INSTRUCTIONS TO FOLLOW: Take the lines from the one with "Target: table lamp" through the end of the material below and repeat them exactly, dropping every picture.

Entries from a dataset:
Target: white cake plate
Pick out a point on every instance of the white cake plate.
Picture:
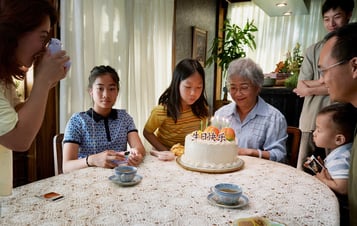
(236, 167)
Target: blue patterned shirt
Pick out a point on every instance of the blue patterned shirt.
(338, 161)
(95, 133)
(264, 128)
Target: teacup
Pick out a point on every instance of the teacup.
(227, 194)
(125, 173)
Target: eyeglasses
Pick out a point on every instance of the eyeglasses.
(322, 71)
(243, 89)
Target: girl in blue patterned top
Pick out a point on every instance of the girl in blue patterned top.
(99, 136)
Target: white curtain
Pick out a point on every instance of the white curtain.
(278, 35)
(133, 36)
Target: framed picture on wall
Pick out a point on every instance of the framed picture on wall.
(199, 45)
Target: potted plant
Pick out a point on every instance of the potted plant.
(232, 46)
(291, 66)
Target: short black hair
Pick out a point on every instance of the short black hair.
(346, 5)
(344, 116)
(345, 47)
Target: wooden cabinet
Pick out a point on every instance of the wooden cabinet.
(285, 100)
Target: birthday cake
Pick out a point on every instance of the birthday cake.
(211, 149)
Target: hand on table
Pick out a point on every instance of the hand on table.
(106, 159)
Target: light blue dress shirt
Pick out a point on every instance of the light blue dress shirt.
(338, 161)
(264, 128)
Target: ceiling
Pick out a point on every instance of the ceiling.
(296, 7)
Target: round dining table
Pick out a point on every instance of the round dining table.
(169, 194)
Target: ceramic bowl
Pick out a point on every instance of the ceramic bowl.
(227, 194)
(125, 173)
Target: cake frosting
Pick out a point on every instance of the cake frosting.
(206, 150)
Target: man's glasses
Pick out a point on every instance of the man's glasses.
(322, 71)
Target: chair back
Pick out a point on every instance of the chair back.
(57, 153)
(293, 145)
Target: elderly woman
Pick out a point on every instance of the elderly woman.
(260, 128)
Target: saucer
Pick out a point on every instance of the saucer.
(135, 181)
(243, 201)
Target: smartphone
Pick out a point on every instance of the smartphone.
(51, 196)
(315, 165)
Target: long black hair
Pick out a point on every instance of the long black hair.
(171, 98)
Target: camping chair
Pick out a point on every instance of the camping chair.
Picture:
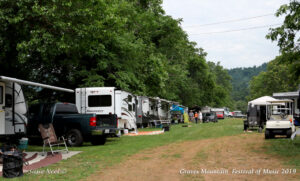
(50, 139)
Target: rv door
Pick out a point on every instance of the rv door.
(2, 111)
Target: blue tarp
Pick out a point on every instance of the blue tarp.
(177, 108)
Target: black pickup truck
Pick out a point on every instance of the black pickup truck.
(66, 121)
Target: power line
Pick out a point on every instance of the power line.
(231, 21)
(243, 29)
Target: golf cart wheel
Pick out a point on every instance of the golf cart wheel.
(289, 133)
(74, 138)
(267, 134)
(98, 140)
(260, 129)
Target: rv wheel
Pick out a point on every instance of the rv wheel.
(267, 134)
(98, 140)
(289, 133)
(74, 138)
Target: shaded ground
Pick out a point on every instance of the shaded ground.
(234, 158)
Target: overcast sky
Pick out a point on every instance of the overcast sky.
(232, 49)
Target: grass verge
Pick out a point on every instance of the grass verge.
(95, 158)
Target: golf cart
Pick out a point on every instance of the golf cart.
(280, 119)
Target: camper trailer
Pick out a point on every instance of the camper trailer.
(107, 102)
(295, 96)
(219, 112)
(143, 111)
(159, 111)
(13, 107)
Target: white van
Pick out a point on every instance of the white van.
(108, 101)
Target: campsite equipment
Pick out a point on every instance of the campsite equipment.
(23, 143)
(108, 103)
(13, 108)
(256, 113)
(280, 119)
(12, 164)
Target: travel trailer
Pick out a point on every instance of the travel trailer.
(219, 112)
(280, 119)
(106, 102)
(13, 107)
(295, 96)
(159, 111)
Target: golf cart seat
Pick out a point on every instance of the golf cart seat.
(50, 139)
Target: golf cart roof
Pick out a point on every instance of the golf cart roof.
(25, 82)
(280, 101)
(262, 101)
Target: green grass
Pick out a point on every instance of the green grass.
(286, 148)
(149, 129)
(96, 158)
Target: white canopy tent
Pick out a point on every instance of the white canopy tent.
(265, 100)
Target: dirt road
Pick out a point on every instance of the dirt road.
(228, 158)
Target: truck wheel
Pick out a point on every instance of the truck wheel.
(98, 140)
(260, 129)
(289, 133)
(267, 134)
(74, 138)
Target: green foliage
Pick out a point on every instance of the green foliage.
(116, 150)
(128, 44)
(240, 83)
(277, 78)
(287, 34)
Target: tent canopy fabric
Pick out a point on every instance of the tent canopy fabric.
(262, 100)
(177, 108)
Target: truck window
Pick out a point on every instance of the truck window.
(129, 107)
(66, 109)
(34, 110)
(129, 97)
(1, 94)
(8, 100)
(99, 101)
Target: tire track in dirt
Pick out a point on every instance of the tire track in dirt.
(242, 152)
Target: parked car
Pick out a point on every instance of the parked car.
(67, 122)
(210, 117)
(238, 114)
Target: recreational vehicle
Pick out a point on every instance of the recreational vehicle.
(143, 111)
(159, 111)
(295, 96)
(108, 102)
(13, 107)
(219, 112)
(280, 119)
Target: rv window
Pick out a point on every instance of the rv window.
(8, 100)
(129, 107)
(129, 98)
(1, 94)
(99, 101)
(66, 109)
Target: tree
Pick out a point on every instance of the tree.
(277, 78)
(286, 34)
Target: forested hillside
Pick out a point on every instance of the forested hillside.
(128, 44)
(240, 83)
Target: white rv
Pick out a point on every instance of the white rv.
(143, 111)
(159, 111)
(108, 101)
(13, 107)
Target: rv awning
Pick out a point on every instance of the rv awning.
(25, 82)
(262, 100)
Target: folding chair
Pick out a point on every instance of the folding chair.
(50, 139)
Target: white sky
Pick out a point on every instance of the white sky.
(233, 49)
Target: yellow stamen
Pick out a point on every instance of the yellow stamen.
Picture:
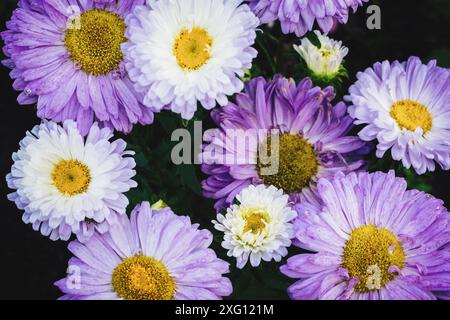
(93, 41)
(143, 278)
(71, 177)
(410, 115)
(192, 48)
(369, 253)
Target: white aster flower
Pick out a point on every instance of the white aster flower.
(406, 108)
(258, 226)
(323, 61)
(66, 183)
(180, 52)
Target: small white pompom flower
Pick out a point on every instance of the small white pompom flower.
(257, 226)
(325, 61)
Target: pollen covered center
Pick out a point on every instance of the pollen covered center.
(93, 40)
(192, 48)
(369, 253)
(297, 163)
(255, 220)
(143, 278)
(71, 177)
(410, 115)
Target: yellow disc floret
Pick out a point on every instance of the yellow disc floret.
(297, 164)
(410, 115)
(255, 220)
(369, 253)
(143, 278)
(93, 41)
(71, 177)
(192, 48)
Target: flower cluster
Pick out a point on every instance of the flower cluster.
(283, 161)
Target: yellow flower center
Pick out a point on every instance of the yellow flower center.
(410, 115)
(93, 40)
(255, 220)
(297, 164)
(326, 53)
(192, 48)
(369, 253)
(143, 278)
(71, 177)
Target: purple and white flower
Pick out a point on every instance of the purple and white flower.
(371, 239)
(154, 255)
(299, 15)
(406, 107)
(181, 52)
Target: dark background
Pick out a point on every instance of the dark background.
(30, 263)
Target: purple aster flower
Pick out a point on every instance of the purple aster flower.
(66, 57)
(299, 15)
(372, 240)
(155, 255)
(406, 107)
(312, 140)
(67, 183)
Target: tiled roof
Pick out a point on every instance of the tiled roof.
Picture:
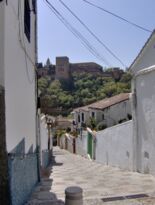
(84, 108)
(107, 102)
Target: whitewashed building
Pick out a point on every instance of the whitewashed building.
(113, 110)
(18, 54)
(109, 111)
(143, 89)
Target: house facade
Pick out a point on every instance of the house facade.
(109, 111)
(112, 111)
(143, 91)
(18, 55)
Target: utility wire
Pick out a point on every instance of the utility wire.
(92, 33)
(117, 16)
(76, 33)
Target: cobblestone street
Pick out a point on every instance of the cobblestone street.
(100, 184)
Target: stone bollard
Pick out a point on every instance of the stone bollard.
(73, 196)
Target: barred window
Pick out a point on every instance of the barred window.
(27, 20)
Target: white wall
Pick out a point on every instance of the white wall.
(113, 114)
(19, 78)
(145, 115)
(81, 144)
(147, 58)
(2, 43)
(114, 146)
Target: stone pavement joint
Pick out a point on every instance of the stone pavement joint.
(99, 182)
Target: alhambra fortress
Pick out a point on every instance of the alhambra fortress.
(64, 69)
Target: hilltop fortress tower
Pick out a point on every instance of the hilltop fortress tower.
(62, 70)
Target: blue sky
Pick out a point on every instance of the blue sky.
(124, 40)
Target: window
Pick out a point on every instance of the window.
(93, 114)
(78, 118)
(82, 117)
(34, 6)
(27, 20)
(102, 116)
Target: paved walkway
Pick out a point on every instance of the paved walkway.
(101, 184)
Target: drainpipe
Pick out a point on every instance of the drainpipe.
(135, 127)
(4, 176)
(38, 140)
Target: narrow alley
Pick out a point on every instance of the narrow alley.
(100, 184)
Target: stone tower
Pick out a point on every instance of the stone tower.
(62, 68)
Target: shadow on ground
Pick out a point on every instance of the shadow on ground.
(42, 194)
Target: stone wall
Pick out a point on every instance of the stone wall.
(23, 176)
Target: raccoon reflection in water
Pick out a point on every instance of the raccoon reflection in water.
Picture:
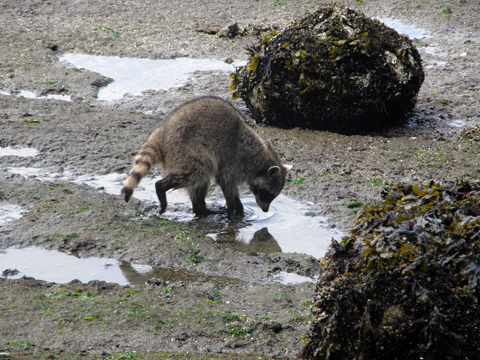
(208, 138)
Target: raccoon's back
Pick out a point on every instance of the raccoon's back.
(206, 126)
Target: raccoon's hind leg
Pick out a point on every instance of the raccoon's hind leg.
(170, 181)
(197, 195)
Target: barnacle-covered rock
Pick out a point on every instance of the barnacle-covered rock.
(406, 283)
(335, 69)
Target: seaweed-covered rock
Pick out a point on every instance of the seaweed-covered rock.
(405, 284)
(335, 69)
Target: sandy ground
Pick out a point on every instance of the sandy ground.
(232, 309)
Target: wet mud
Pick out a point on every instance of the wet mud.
(225, 299)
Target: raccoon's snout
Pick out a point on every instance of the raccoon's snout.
(262, 204)
(264, 207)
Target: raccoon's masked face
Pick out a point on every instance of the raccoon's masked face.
(267, 186)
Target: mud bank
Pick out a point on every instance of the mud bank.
(234, 308)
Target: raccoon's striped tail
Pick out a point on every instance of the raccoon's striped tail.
(144, 160)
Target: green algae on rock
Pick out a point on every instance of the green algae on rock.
(406, 283)
(335, 69)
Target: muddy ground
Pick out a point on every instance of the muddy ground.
(232, 308)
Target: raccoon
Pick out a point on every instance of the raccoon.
(208, 138)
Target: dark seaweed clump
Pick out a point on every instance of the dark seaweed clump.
(405, 284)
(335, 69)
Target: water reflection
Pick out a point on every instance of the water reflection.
(133, 75)
(289, 226)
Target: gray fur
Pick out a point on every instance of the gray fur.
(208, 138)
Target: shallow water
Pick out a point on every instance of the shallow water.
(409, 30)
(18, 151)
(133, 75)
(56, 266)
(289, 226)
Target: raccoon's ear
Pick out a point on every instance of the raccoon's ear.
(273, 170)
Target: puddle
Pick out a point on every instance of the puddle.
(55, 266)
(133, 75)
(292, 278)
(409, 30)
(32, 95)
(10, 212)
(289, 226)
(18, 151)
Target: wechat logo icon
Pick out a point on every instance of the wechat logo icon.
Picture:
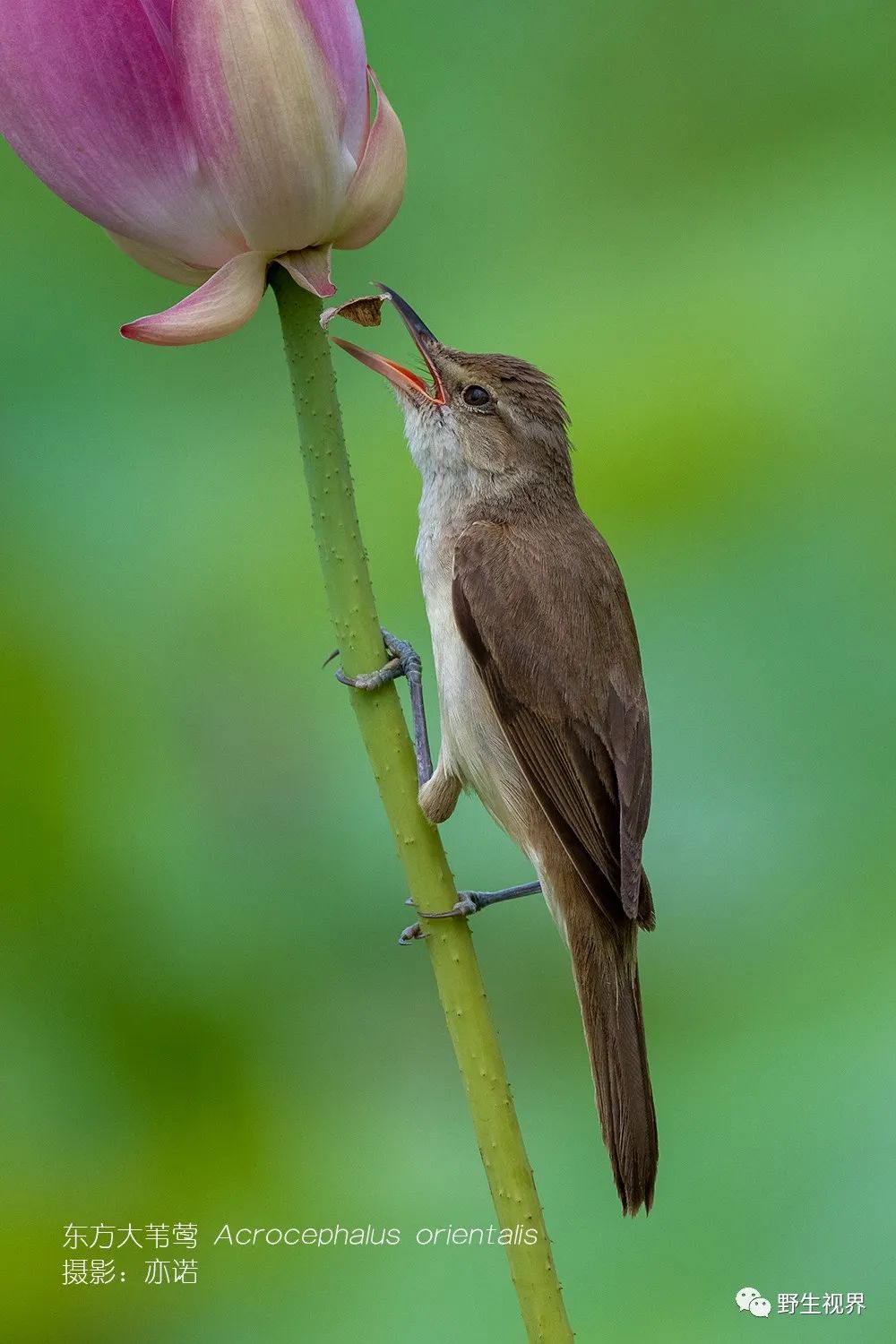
(751, 1300)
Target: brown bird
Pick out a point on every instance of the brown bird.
(541, 696)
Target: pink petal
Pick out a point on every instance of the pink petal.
(376, 190)
(220, 306)
(159, 15)
(338, 29)
(311, 269)
(160, 263)
(88, 99)
(266, 116)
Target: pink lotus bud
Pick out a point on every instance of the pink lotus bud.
(210, 137)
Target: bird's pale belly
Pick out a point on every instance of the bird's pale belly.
(473, 744)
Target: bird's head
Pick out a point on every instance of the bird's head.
(493, 421)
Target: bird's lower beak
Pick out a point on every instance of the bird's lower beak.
(397, 374)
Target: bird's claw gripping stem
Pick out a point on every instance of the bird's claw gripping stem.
(468, 903)
(403, 661)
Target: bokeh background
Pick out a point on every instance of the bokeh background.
(688, 215)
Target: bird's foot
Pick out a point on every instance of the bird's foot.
(468, 903)
(403, 661)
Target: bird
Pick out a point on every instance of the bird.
(540, 687)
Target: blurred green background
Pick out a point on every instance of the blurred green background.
(686, 214)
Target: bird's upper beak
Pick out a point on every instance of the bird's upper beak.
(397, 374)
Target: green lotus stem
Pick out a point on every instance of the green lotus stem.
(429, 878)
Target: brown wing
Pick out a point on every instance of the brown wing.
(547, 623)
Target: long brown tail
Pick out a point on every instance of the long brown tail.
(606, 975)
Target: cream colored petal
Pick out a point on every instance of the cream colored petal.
(265, 110)
(376, 190)
(311, 269)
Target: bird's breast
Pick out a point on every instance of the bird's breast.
(473, 744)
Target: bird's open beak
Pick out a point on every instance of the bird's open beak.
(397, 374)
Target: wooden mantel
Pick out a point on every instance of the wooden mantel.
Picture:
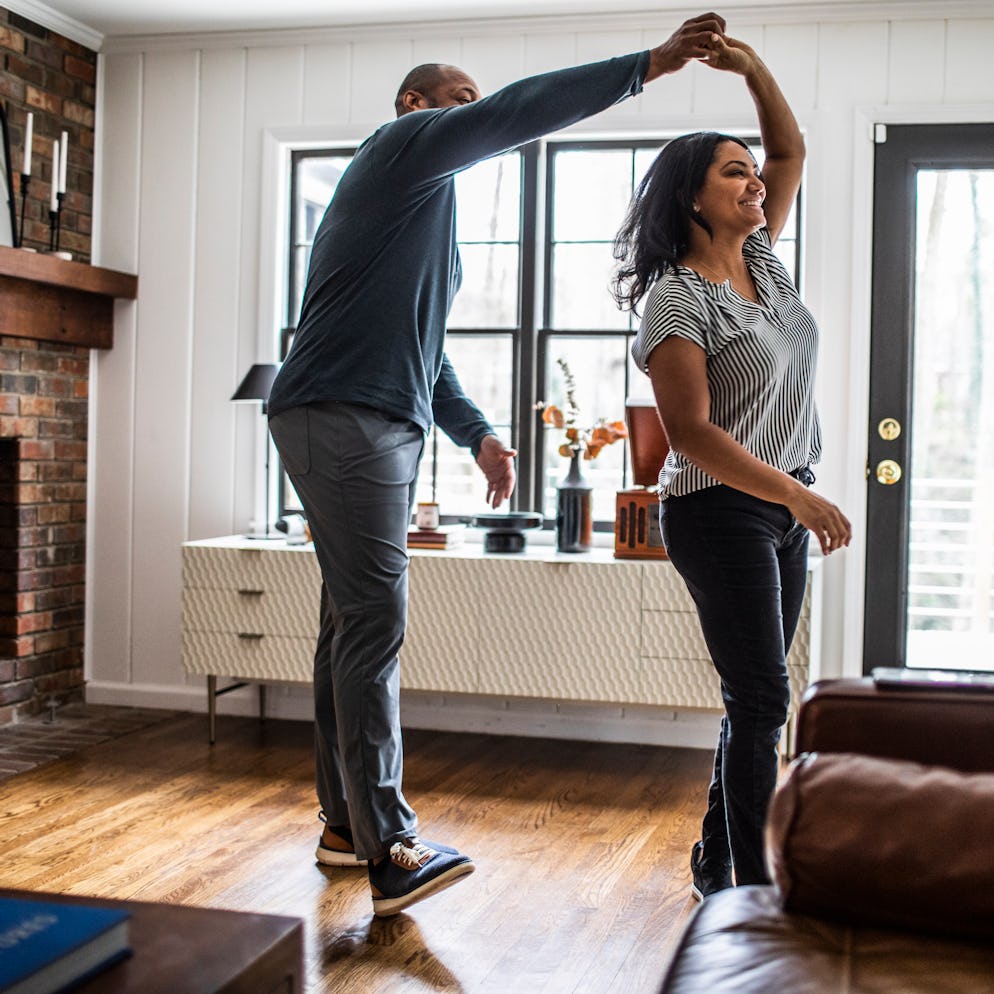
(53, 300)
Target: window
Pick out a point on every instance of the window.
(536, 229)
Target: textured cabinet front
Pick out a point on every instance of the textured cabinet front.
(250, 613)
(566, 630)
(555, 628)
(444, 625)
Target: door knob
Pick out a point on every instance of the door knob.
(888, 472)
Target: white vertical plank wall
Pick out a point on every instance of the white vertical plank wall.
(111, 446)
(163, 350)
(182, 199)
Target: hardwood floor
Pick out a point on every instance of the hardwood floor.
(581, 851)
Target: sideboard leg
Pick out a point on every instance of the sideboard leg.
(211, 707)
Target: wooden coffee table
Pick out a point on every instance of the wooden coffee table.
(182, 950)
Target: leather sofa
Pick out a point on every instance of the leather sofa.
(880, 843)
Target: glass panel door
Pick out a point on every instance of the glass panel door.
(951, 547)
(930, 471)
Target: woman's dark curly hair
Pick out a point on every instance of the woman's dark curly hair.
(656, 232)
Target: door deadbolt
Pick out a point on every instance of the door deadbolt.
(888, 472)
(889, 429)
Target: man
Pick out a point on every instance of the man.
(364, 381)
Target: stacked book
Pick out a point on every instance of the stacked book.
(443, 537)
(47, 946)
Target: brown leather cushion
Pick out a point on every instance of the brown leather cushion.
(885, 842)
(741, 940)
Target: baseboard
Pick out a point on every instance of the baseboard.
(690, 729)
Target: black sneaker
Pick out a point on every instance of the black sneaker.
(339, 851)
(412, 872)
(707, 880)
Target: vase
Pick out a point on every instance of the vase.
(574, 517)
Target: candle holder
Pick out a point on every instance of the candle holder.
(25, 183)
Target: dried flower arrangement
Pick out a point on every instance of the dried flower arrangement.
(590, 440)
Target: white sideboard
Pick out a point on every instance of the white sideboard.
(539, 624)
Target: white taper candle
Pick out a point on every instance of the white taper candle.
(63, 161)
(55, 177)
(29, 131)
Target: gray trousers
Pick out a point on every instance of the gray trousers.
(355, 469)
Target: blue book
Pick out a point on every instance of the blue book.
(47, 947)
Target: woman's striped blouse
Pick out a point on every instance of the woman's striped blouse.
(760, 361)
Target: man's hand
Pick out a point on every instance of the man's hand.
(497, 464)
(731, 55)
(692, 40)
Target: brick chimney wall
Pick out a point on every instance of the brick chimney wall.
(55, 79)
(44, 388)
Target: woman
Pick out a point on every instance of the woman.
(730, 350)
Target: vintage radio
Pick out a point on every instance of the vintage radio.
(636, 520)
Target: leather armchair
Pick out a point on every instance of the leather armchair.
(880, 842)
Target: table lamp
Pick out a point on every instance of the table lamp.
(254, 388)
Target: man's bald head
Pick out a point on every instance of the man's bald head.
(434, 84)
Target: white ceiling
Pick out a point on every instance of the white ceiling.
(130, 17)
(92, 21)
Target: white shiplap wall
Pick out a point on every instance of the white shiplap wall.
(189, 195)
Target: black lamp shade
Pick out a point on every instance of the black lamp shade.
(257, 383)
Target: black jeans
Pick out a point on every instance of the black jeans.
(744, 561)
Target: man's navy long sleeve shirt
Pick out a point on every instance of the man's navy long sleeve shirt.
(384, 265)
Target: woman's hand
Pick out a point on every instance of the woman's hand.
(820, 516)
(692, 40)
(731, 55)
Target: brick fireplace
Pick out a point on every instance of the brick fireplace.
(43, 421)
(52, 313)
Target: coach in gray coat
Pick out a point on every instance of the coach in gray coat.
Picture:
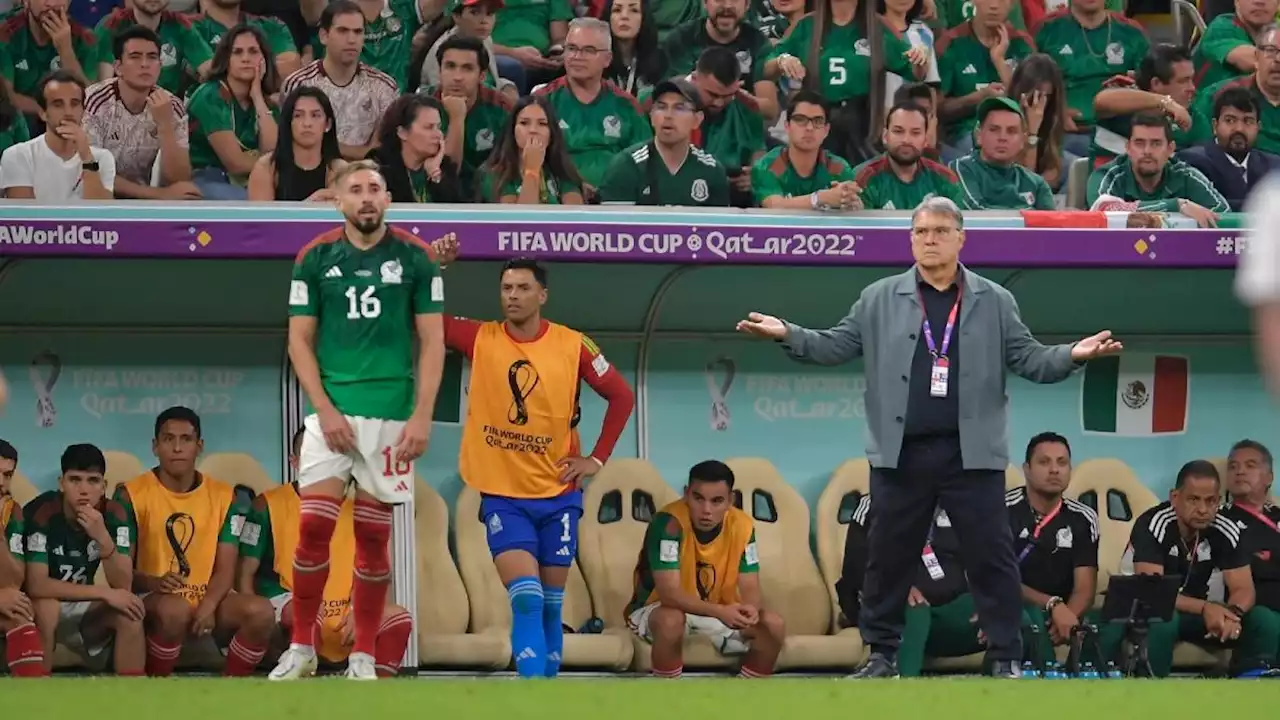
(936, 342)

CORRECT RESPONSE:
Target: table lamp
Pick out a point on every instance of the table lamp.
(254, 388)
Target: man's bald head
Pick out a point on every instance of the man's bald head.
(434, 84)
Target: white ceiling
Pick out a point on every instance of the white ceiling.
(130, 17)
(92, 21)
Target: white shiplap wall
Pick out a point on every instance of the white shiplap wall.
(189, 195)
Target: black lamp shade
Pick out a point on every instance of the black lamp shade.
(257, 383)
Target: black jeans
Pick out a point on every instance of the black jeans.
(744, 561)
Target: man's navy long sleeve shirt
Pick out a point on every instance of the man's navy long sleeve shirt.
(384, 265)
Target: woman's hand
Pick out a point on every instance of the woman's hand.
(820, 516)
(692, 40)
(731, 55)
Target: brick fireplace
Pick out a point on every instance of the brick fireplace.
(43, 421)
(52, 313)
Target: coach in gray coat
Pick out a point on every instance of the coach in gray coat.
Picture:
(936, 342)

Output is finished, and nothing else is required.